■ Directions
Leave the pictures out, and print everything else in the records exactly.
** Excerpted data follows **
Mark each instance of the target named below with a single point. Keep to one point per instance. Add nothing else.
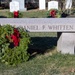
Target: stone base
(25, 9)
(66, 43)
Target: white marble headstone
(21, 4)
(68, 4)
(14, 6)
(42, 4)
(52, 5)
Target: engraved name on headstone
(21, 5)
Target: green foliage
(58, 13)
(18, 54)
(11, 14)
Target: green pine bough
(14, 54)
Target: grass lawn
(36, 13)
(49, 62)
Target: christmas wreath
(13, 45)
(54, 13)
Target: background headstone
(21, 5)
(52, 5)
(14, 6)
(68, 4)
(42, 4)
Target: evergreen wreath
(13, 45)
(54, 13)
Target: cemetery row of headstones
(54, 4)
(19, 5)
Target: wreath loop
(13, 45)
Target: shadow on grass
(41, 45)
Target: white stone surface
(14, 6)
(66, 43)
(21, 5)
(42, 4)
(52, 5)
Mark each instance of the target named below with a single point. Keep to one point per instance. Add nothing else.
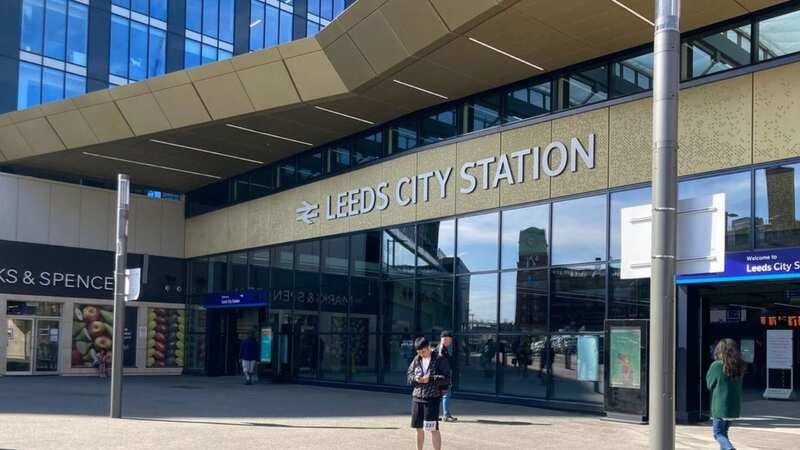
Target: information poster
(588, 357)
(625, 357)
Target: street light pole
(120, 264)
(665, 201)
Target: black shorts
(424, 411)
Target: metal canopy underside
(349, 67)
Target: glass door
(47, 338)
(19, 354)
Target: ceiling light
(151, 165)
(268, 134)
(344, 115)
(506, 54)
(172, 144)
(420, 89)
(630, 10)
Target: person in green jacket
(724, 380)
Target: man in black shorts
(429, 374)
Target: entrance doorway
(750, 314)
(32, 346)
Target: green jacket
(726, 392)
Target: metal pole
(120, 264)
(665, 202)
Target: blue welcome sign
(237, 299)
(777, 264)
** End of Excerpted data **
■ Task response
Mark each instance of the target named below with a single point. Keep to one point per instance. Add nothing else.
Target: stone base
(25, 9)
(66, 43)
Target: white marble headstone
(21, 4)
(68, 4)
(14, 6)
(42, 4)
(52, 5)
Target: engraved name on headstone
(21, 5)
Target: green foliage
(58, 13)
(18, 54)
(11, 14)
Target: green pine bough
(14, 54)
Target: grass lawn
(36, 13)
(49, 62)
Target: christmas wreath
(13, 45)
(54, 13)
Target: background headstone
(21, 5)
(52, 5)
(14, 6)
(68, 4)
(42, 4)
Target: evergreen wreath
(13, 45)
(54, 13)
Target: cemetery row of headstones
(54, 4)
(19, 5)
Target: wreath loop
(13, 45)
Target: shadow on grass
(41, 45)
Target: white stone surface
(14, 6)
(66, 43)
(21, 5)
(42, 4)
(52, 5)
Mark each instance of the target named below with a single point. Keep to one point per instance. Add nothing else.
Target: information poster
(588, 357)
(625, 357)
Target: street light pole
(120, 264)
(665, 201)
Target: black shorts
(424, 411)
Target: metal canopy underside
(349, 67)
Target: glass door
(47, 338)
(19, 354)
Target: ceiling light
(151, 165)
(268, 134)
(344, 115)
(506, 54)
(172, 144)
(420, 89)
(630, 10)
Target: person in green jacket
(724, 380)
Target: man in black shorts
(429, 374)
Target: entrance doorway
(750, 314)
(32, 346)
Target: green jacket
(726, 392)
Target: metal pole
(120, 264)
(665, 202)
Target: blue welcome sign
(237, 299)
(777, 264)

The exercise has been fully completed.